Activity » Everything in the data gets repeated exactly, except for the pictures.

Material to process »
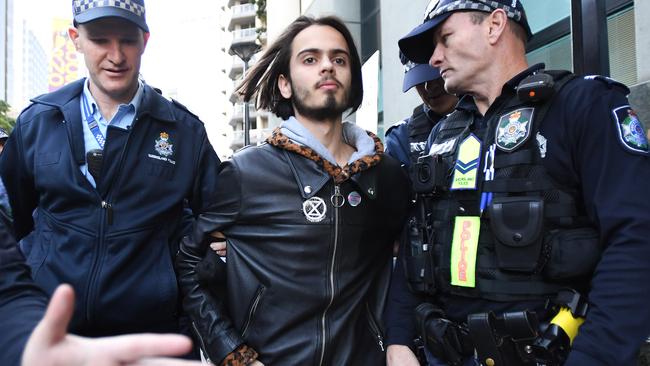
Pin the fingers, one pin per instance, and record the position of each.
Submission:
(219, 248)
(218, 235)
(54, 325)
(131, 348)
(165, 362)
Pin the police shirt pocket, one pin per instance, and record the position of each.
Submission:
(48, 158)
(160, 169)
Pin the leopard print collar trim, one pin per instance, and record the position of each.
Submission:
(339, 174)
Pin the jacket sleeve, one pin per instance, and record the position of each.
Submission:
(203, 193)
(207, 309)
(614, 184)
(22, 303)
(400, 310)
(19, 182)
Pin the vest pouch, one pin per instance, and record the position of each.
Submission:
(418, 263)
(574, 253)
(428, 174)
(517, 223)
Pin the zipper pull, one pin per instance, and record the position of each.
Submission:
(337, 199)
(109, 211)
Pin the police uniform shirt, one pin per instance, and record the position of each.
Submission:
(586, 144)
(123, 119)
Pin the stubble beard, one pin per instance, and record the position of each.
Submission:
(331, 109)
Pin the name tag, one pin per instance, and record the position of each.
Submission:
(467, 163)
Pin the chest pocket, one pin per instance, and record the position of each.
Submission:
(48, 158)
(160, 169)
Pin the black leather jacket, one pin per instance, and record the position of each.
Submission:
(299, 292)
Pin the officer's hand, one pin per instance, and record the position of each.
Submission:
(219, 243)
(397, 355)
(50, 345)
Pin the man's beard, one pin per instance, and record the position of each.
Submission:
(330, 110)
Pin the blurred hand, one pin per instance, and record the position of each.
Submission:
(50, 345)
(219, 245)
(397, 355)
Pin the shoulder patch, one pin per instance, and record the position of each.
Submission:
(184, 108)
(513, 128)
(611, 83)
(394, 126)
(631, 131)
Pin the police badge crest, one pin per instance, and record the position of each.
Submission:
(513, 129)
(164, 145)
(631, 130)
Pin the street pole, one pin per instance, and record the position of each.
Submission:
(247, 122)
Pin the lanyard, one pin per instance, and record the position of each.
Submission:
(92, 124)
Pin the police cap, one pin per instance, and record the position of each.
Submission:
(418, 45)
(85, 11)
(415, 74)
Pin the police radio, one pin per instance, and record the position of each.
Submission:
(536, 88)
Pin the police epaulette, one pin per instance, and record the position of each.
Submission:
(179, 105)
(609, 82)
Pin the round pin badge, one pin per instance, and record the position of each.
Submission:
(354, 198)
(314, 209)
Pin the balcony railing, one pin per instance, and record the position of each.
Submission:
(241, 14)
(257, 136)
(244, 34)
(239, 10)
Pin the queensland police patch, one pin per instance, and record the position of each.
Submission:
(514, 128)
(631, 130)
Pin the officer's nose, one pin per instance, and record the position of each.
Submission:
(115, 53)
(326, 65)
(436, 57)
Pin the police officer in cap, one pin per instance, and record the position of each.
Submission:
(538, 237)
(406, 139)
(98, 173)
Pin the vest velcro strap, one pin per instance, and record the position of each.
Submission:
(522, 157)
(517, 288)
(557, 210)
(516, 185)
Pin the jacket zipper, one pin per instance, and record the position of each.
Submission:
(93, 269)
(375, 329)
(204, 349)
(251, 313)
(337, 192)
(107, 213)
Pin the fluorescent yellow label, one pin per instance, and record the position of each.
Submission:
(463, 251)
(467, 163)
(565, 320)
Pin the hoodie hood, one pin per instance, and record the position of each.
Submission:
(293, 136)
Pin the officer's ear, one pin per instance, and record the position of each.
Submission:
(73, 33)
(284, 84)
(496, 24)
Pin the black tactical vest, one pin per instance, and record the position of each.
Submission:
(534, 237)
(419, 128)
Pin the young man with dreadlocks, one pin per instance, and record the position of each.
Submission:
(310, 218)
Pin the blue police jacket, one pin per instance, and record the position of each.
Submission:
(588, 143)
(115, 243)
(22, 303)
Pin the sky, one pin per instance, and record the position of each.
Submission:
(181, 57)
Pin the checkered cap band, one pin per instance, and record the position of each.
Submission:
(475, 5)
(82, 5)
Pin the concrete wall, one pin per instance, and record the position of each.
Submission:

Written response »
Pin the fingers, one pin per instance, and record the position of each.
Submission:
(219, 248)
(218, 235)
(54, 325)
(131, 348)
(165, 362)
Pin the police shirt pocket, one pin per instance, and record the position of each.
Submission:
(48, 158)
(160, 169)
Pin the leopard print collar trim, one pin per instance, and record the position of each.
Submission:
(339, 174)
Pin the jacket sleeve, one pin per instance, and record the position of each.
Submission:
(203, 193)
(207, 309)
(614, 184)
(22, 303)
(400, 310)
(19, 182)
Pin the vest pouch, one pin per instance, and record the position of each.
Submission:
(418, 263)
(574, 253)
(428, 174)
(517, 223)
Pin the zipper pull, one pin per instance, and record the position of each.
Submission:
(337, 199)
(109, 211)
Pin the police uniform shirt, one pin per instance, and record the position of each.
Submission:
(586, 144)
(123, 119)
Pin the stubble beard, one pin per instance, and record the position of each.
Submission:
(331, 109)
Pin the name tag, one pin per instance, and record the position of each.
Submission:
(467, 163)
Pin the chest pocket, one pin per instance, and record the position of each.
Submission:
(48, 158)
(160, 169)
Pin the black leather jacket, one pin per instance, and record the position of each.
Submission:
(299, 292)
Pin the officer's hand, one pin per instance, and record the position of each.
Submission:
(219, 243)
(397, 355)
(50, 345)
Pin the man's beard, one pin per instance, and record the position of each.
Submission:
(330, 110)
Pin the blurred hand, one pin per instance, and record the position of each.
Submission:
(50, 345)
(219, 245)
(397, 355)
Pin the shoulder patch, one pin per instance, and record the position of each.
Submission:
(184, 108)
(513, 128)
(611, 83)
(394, 126)
(631, 131)
Pin the police badge crest, one pin per instance, and record the position of each.
Submission:
(513, 129)
(164, 145)
(631, 130)
Pin the street pole, one pin per instance, and record the position of each.
Submission:
(247, 122)
Pin the lanyard, one pin per instance, and record the position of each.
Submission:
(92, 124)
Pin the police cap, one pin per instance, and record the position of each.
Submission:
(418, 45)
(85, 11)
(415, 74)
Pin the police radio, one pin per instance, and record the position of each.
Submission:
(536, 88)
Pin the police epaulette, one pin per instance, and record the position of each.
Submission:
(179, 105)
(609, 82)
Pin the round pin badge, one pin per instance, and record the position of each.
Submission:
(354, 198)
(314, 209)
Pin the balcony railing, one pin per instance, and record the position of each.
Submission:
(241, 14)
(257, 136)
(244, 34)
(239, 10)
Pin the queensland police patch, one pin per instance, and record the position of each.
Submission:
(514, 128)
(631, 130)
Pin the officer's nose, one pin per instance, and record the position of each.
Submission:
(115, 53)
(326, 65)
(436, 57)
Pin the police officer in cap, one pin per instance, and record the position of each.
Submission:
(538, 237)
(406, 139)
(98, 173)
Pin the vest velcro strap, one pin per instance, and record the position of each.
Submission:
(522, 157)
(517, 288)
(557, 210)
(516, 185)
Pin the jacket zipper, one pin per instance, and record the position of each.
Submission:
(93, 269)
(375, 329)
(204, 349)
(251, 313)
(337, 192)
(107, 213)
Pin the fluorescent yellow label, one pin per instance, and record the position of each.
Submission:
(463, 251)
(467, 163)
(565, 320)
Pin the hoodie hood, one pin per instance, and record the position of each.
Submission:
(293, 136)
Pin the officer's ear, one pin per instance, and record the position of each.
Submission:
(73, 33)
(284, 84)
(496, 24)
Pin the black tactical vest, one pin per instance, and record the position of each.
Submission:
(534, 237)
(419, 128)
Pin the young man with dreadlocks, one pin per instance, and record the position of each.
Submission:
(310, 218)
Pin the blue police jacket, one pin per instance, and record the position of each.
Submission:
(588, 143)
(115, 243)
(22, 303)
Pin the sky, one pin per instance, and record the position of each.
Submission:
(181, 57)
Pin the checkered cap band, one pin per instance, and record the position of each.
Submission:
(475, 5)
(82, 5)
Pin the concrete wall, one pin per instance, and record the position of each.
Submission:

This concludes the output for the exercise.